The answer should contain all of the data, retyped without any alteration.

Saved data entries:
──────────────────────────────

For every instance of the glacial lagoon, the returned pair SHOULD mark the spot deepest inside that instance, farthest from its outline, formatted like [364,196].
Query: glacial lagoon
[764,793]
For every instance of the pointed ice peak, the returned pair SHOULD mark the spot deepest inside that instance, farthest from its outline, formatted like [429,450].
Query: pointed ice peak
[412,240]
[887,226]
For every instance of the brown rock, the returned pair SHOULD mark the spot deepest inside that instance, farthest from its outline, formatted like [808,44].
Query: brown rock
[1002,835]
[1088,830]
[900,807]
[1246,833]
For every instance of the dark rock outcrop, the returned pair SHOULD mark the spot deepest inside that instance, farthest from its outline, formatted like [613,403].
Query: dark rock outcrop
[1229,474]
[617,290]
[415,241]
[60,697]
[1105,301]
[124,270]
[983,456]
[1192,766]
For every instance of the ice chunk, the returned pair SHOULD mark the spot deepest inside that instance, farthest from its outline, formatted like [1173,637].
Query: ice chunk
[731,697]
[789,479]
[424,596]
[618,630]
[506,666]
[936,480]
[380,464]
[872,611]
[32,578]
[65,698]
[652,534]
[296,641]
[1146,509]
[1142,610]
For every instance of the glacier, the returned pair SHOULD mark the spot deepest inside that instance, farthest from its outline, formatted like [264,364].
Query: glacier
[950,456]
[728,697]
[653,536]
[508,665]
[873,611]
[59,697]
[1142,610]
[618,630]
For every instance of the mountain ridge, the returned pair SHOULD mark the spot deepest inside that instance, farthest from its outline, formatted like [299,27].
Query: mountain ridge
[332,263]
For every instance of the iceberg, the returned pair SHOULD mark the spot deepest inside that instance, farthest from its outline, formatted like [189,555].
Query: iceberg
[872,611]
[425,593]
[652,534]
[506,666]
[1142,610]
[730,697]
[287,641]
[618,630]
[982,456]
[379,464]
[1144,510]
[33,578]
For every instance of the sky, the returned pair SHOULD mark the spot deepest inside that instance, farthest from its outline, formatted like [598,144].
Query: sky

──────────────────────────────

■ WRITTEN REPLY:
For every instance of the glacial lagoon, the returned pair SHOULD mark the spot deepest inside that instance, farthest from its outline, formatted like [364,196].
Query: glacial lagoon
[764,793]
For every instance of the pointed ice peak, the returned pair SHOULD mark the spot deepest inside that instance, farthest from its outline, formatted like [429,450].
Query: pointed ice peak
[412,240]
[887,226]
For every instance of the brown rock, the returned pair SHOULD mark the spot deepest inside that instance, farthest from its outline, formatted like [808,44].
Query: brown rock
[1002,835]
[1088,830]
[900,807]
[1246,833]
For every instance of the dark rock outcrop, the returned pair SHOULD mark the spot deepest inside that instance, farthest from its outline, formatted like [613,403].
Query: dark rock outcrop
[1229,474]
[617,290]
[415,241]
[60,697]
[1105,301]
[124,270]
[983,456]
[1192,766]
For every instance of the ice chunk, the returned pair SHOULD mark the spot deepest inside that instance, farthest from its outline, formatted like [1173,637].
Query: ice chunk
[731,697]
[789,479]
[424,596]
[618,630]
[506,666]
[936,480]
[380,464]
[872,611]
[32,578]
[65,698]
[652,534]
[296,641]
[1146,509]
[1142,610]
For every instance of the glacier, the returned pair SHOULD mark the spot deepest inside that instance, farthest from its outline, formatted like [264,364].
Query: glacier
[950,456]
[728,697]
[653,536]
[508,665]
[873,611]
[59,697]
[1142,610]
[618,630]
For every instance of the mountain ridge, the returned pair SHOULD mark the spot deepest inside that instance, farthest from its outline, formatted like [299,27].
Query: mountain ridge
[332,263]
For every instance of the iceberg, the returned pair SHOULD mark the spot deepest inside that instance, farthest from its outline, formatted like [189,555].
Query: iceberg
[872,611]
[425,593]
[652,534]
[506,666]
[1142,610]
[730,697]
[287,641]
[618,630]
[982,456]
[379,464]
[1144,510]
[33,578]
For every instance of the sky, the returned pair SHOULD mark the spot deepest inside that instance, farthest from its outline, formatted like [598,144].
Query: sky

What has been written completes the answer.